TASK:
Copy out every record below with complete accuracy.

DATASET RECORDS:

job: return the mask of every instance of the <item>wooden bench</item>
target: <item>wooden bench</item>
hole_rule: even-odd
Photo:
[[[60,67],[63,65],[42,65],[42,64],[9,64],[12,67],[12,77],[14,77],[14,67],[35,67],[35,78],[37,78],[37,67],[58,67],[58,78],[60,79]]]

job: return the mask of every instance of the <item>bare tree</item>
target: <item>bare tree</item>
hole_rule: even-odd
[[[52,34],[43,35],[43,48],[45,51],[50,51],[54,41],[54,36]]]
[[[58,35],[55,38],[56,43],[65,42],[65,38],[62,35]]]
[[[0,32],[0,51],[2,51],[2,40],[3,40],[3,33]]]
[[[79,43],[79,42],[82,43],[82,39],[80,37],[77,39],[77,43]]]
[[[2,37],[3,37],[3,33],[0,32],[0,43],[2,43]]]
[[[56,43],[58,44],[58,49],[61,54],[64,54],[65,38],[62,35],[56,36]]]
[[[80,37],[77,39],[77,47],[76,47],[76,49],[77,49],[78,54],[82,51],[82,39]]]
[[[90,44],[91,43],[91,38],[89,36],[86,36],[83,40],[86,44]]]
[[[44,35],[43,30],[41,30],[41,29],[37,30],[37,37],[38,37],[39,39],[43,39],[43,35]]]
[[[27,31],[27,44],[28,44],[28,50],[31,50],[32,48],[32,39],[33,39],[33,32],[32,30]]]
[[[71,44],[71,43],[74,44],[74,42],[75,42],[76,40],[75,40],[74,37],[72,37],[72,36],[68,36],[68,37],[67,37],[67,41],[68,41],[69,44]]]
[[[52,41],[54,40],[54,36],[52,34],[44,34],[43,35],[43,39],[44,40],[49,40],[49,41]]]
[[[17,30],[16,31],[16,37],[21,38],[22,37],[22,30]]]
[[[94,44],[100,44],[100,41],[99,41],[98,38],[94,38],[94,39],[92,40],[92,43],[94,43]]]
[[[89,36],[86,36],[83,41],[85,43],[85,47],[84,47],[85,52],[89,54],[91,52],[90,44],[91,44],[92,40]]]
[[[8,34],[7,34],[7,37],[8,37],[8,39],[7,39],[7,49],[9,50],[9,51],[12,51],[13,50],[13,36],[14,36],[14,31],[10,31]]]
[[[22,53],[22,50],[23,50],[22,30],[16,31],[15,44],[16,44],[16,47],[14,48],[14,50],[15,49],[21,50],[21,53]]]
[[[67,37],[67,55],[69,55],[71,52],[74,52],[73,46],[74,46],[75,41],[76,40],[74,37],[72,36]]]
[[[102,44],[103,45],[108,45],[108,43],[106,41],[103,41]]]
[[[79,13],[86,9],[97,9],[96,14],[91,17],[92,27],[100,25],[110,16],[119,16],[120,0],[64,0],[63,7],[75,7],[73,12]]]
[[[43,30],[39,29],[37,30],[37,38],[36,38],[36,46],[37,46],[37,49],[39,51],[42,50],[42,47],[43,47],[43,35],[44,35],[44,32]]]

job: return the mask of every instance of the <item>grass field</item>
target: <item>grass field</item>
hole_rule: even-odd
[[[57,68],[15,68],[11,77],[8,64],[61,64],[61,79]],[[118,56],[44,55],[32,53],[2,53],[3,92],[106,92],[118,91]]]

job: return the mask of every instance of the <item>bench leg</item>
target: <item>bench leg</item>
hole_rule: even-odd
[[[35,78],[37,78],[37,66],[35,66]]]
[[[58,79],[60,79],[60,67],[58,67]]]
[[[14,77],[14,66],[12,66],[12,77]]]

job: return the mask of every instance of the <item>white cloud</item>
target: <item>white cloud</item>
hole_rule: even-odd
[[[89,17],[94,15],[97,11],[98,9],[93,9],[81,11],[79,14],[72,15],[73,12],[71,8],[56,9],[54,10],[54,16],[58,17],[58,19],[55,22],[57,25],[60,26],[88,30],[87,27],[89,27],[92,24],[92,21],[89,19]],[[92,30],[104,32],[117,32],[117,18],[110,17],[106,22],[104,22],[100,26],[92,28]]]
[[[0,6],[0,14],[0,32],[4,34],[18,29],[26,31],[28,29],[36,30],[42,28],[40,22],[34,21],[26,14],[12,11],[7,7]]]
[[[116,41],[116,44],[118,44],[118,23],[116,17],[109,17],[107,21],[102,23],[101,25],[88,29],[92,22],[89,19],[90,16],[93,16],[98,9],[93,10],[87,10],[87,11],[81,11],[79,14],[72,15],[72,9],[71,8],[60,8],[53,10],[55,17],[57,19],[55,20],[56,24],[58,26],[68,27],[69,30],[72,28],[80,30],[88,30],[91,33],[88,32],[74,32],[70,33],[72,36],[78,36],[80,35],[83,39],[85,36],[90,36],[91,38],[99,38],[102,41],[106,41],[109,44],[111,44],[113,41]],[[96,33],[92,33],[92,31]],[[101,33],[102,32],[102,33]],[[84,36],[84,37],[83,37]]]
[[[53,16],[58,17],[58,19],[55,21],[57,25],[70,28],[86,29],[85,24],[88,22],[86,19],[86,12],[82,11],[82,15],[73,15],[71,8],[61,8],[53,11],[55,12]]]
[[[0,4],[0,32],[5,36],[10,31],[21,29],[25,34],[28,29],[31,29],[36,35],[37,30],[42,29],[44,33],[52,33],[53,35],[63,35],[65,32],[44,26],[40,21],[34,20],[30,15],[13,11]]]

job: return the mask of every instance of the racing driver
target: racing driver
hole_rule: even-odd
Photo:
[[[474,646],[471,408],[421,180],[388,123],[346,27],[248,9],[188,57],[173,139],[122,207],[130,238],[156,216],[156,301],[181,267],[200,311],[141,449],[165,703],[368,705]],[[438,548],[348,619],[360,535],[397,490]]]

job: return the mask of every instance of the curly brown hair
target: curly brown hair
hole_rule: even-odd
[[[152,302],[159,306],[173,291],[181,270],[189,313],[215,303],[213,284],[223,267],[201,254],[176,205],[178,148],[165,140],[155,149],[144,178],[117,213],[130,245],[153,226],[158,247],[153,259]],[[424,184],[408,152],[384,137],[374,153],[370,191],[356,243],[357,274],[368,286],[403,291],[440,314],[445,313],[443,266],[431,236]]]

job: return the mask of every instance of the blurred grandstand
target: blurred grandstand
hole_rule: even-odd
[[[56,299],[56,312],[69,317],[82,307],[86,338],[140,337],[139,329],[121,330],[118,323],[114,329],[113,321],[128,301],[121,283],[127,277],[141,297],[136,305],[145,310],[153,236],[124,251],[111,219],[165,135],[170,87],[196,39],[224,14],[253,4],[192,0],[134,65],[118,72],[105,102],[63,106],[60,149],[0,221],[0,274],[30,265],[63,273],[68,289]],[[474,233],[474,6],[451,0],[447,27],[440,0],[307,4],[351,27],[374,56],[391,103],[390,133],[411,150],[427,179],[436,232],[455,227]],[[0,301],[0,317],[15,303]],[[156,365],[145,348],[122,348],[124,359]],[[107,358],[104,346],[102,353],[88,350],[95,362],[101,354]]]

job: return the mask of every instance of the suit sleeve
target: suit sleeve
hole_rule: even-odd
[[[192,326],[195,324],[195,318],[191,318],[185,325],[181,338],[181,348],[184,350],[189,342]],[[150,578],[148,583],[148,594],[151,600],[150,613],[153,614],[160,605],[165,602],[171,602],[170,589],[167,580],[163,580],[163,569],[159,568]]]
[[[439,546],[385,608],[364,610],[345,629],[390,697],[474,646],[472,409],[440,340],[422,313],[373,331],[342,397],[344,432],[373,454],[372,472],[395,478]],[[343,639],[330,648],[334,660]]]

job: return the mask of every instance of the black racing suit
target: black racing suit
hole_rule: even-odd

ANSWER BOX:
job: return the mask of every instance of the <item>wooden bench</item>
target: <item>wooden bench</item>
hole_rule: even-odd
Photo:
[[[60,67],[63,65],[42,65],[42,64],[9,64],[12,67],[12,77],[14,77],[14,67],[35,67],[35,78],[37,78],[37,67],[58,67],[58,78],[60,79]]]

job: return the mask of every instance of the <item>bare tree</item>
target: <item>bare tree</item>
hole_rule: even-odd
[[[52,34],[43,35],[43,48],[45,51],[50,51],[54,41],[54,36]]]
[[[58,35],[55,38],[56,43],[65,42],[65,38],[62,35]]]
[[[0,32],[0,51],[2,51],[2,40],[3,40],[3,33]]]
[[[79,43],[79,42],[82,43],[82,39],[80,37],[77,39],[77,43]]]
[[[2,37],[3,37],[3,33],[0,32],[0,43],[2,43]]]
[[[56,43],[58,44],[58,49],[61,54],[64,54],[65,38],[62,35],[56,36]]]
[[[80,37],[77,39],[77,47],[76,47],[76,49],[77,49],[78,54],[82,51],[82,39]]]
[[[90,44],[91,43],[91,38],[89,36],[86,36],[83,40],[86,44]]]
[[[44,35],[43,30],[41,30],[41,29],[37,30],[37,37],[38,37],[39,39],[43,39],[43,35]]]
[[[27,31],[27,44],[28,44],[28,50],[31,50],[32,48],[32,39],[33,39],[33,32],[32,30]]]
[[[71,44],[71,43],[74,44],[74,42],[75,42],[76,40],[75,40],[74,37],[72,37],[72,36],[68,36],[68,37],[67,37],[67,41],[68,41],[69,44]]]
[[[52,41],[54,40],[54,36],[52,34],[44,34],[43,35],[43,39],[44,40],[49,40],[49,41]]]
[[[17,30],[16,31],[16,37],[21,38],[22,37],[22,30]]]
[[[94,44],[100,44],[100,41],[99,41],[98,38],[94,38],[94,39],[92,40],[92,43],[94,43]]]
[[[89,36],[86,36],[83,41],[85,43],[85,47],[84,47],[85,52],[89,54],[91,52],[90,44],[91,44],[92,40]]]
[[[8,34],[7,34],[7,37],[8,37],[8,39],[7,39],[7,49],[9,50],[9,51],[12,51],[13,50],[13,36],[14,36],[14,31],[10,31]]]
[[[22,53],[22,50],[23,50],[22,30],[16,31],[15,44],[16,44],[16,47],[14,48],[14,50],[15,49],[21,50],[21,53]]]
[[[67,37],[67,55],[69,55],[71,52],[74,52],[73,46],[74,46],[75,41],[76,40],[74,37],[72,36]]]
[[[102,44],[103,45],[108,45],[108,43],[106,41],[103,41]]]
[[[79,13],[86,9],[97,9],[96,14],[91,17],[92,27],[100,25],[110,16],[119,16],[120,0],[64,0],[63,7],[75,7],[73,12]]]
[[[43,30],[39,29],[37,30],[37,38],[36,38],[36,46],[37,46],[37,49],[39,51],[42,50],[42,47],[43,47],[43,35],[44,35],[44,32]]]

job: return the mask of every instance of the <item>grass field</item>
target: <item>grass field</item>
hole_rule: even-odd
[[[57,68],[15,68],[11,77],[8,64],[61,64],[61,79]],[[118,56],[44,55],[32,53],[2,53],[3,92],[106,92],[118,91]]]

job: return the mask of every instance of the <item>bench leg</item>
target: <item>bench leg</item>
hole_rule: even-odd
[[[35,78],[37,78],[37,66],[35,66]]]
[[[58,79],[60,79],[60,67],[58,67]]]
[[[14,77],[14,66],[12,66],[12,77]]]

job: return the mask of every instance of the <item>white cloud</item>
target: <item>white cloud</item>
hole_rule: even-odd
[[[89,17],[94,15],[97,11],[98,9],[93,9],[81,11],[79,14],[72,15],[73,12],[71,8],[56,9],[54,10],[54,16],[58,17],[58,19],[55,22],[57,25],[60,26],[88,30],[87,27],[89,27],[92,24],[92,21],[89,19]],[[92,30],[104,32],[117,32],[117,18],[110,17],[106,22],[104,22],[100,26],[92,28]]]
[[[0,6],[0,14],[0,32],[4,34],[18,29],[26,31],[28,29],[36,30],[42,28],[40,22],[34,21],[26,14],[12,11],[7,7]]]
[[[116,41],[116,44],[118,44],[118,23],[116,17],[109,17],[107,21],[102,23],[101,25],[88,29],[92,22],[89,19],[90,16],[93,16],[98,9],[93,10],[87,10],[87,11],[81,11],[79,14],[72,15],[72,9],[71,8],[60,8],[53,10],[55,17],[57,19],[55,20],[56,24],[58,26],[68,27],[69,30],[72,28],[80,30],[88,30],[91,33],[88,32],[74,32],[70,33],[72,36],[78,36],[80,35],[83,39],[85,36],[90,36],[91,38],[99,38],[102,41],[106,41],[109,44],[111,44],[113,41]],[[96,33],[92,33],[92,31]],[[101,33],[102,32],[102,33]],[[84,36],[84,37],[83,37]]]
[[[53,16],[58,17],[58,19],[55,21],[57,25],[70,28],[86,29],[85,24],[88,22],[86,19],[86,12],[82,11],[82,15],[73,15],[71,8],[61,8],[53,11],[55,12]]]
[[[0,4],[0,32],[5,36],[10,31],[21,29],[25,34],[28,29],[31,29],[36,35],[37,30],[42,29],[44,33],[52,33],[53,35],[63,35],[65,32],[44,26],[40,21],[34,20],[30,15],[13,11]]]

job: return the mask of every instance of the racing driver
target: racing driver
hole_rule: even-odd
Photo:
[[[474,646],[471,408],[421,180],[388,123],[346,27],[248,9],[188,57],[173,139],[122,207],[130,238],[156,216],[156,301],[181,267],[200,311],[141,449],[165,703],[368,705]],[[438,548],[348,619],[360,535],[397,490]]]

job: return the mask of every instance of the curly brown hair
target: curly brown hair
hole_rule: even-odd
[[[152,302],[159,306],[173,291],[181,270],[189,313],[215,303],[213,284],[223,267],[201,254],[176,205],[178,148],[165,140],[155,149],[144,178],[117,213],[130,245],[153,226],[158,247],[153,259]],[[424,184],[408,152],[384,137],[374,153],[370,191],[356,243],[357,274],[368,286],[403,291],[440,314],[445,313],[443,266],[431,236]]]

job: return the mask of every instance of the blurred grandstand
target: blurred grandstand
hole_rule: even-odd
[[[56,299],[56,312],[69,317],[82,307],[86,338],[140,337],[139,329],[121,330],[118,323],[114,329],[113,321],[128,301],[121,283],[127,277],[141,297],[136,305],[145,310],[153,236],[124,251],[111,219],[165,135],[170,87],[196,39],[224,14],[253,4],[192,0],[134,65],[118,72],[105,102],[63,106],[60,149],[0,221],[0,274],[30,265],[63,273],[68,289]],[[474,233],[474,6],[451,0],[447,27],[440,0],[307,4],[351,27],[374,56],[391,103],[390,133],[411,150],[427,179],[436,232],[455,227]],[[0,301],[0,317],[15,303]],[[156,365],[145,348],[122,348],[124,359]],[[107,358],[104,346],[102,353],[88,350],[95,362],[101,354]]]

job: return the mask of every instance of the suit sleeve
target: suit sleeve
hole_rule: even-odd
[[[192,326],[195,324],[195,318],[191,318],[185,325],[181,338],[181,348],[184,350],[189,342]],[[150,578],[148,583],[148,594],[151,600],[150,613],[153,614],[160,605],[165,602],[171,602],[170,589],[167,580],[163,580],[163,569],[159,568]]]
[[[439,546],[385,608],[364,610],[345,629],[390,697],[474,646],[472,409],[440,340],[422,313],[373,331],[342,397],[344,432],[373,454],[372,472],[395,478]],[[343,639],[330,648],[334,660]]]

job: return the mask of every instance of the black racing suit
target: black racing suit
hole_rule: even-odd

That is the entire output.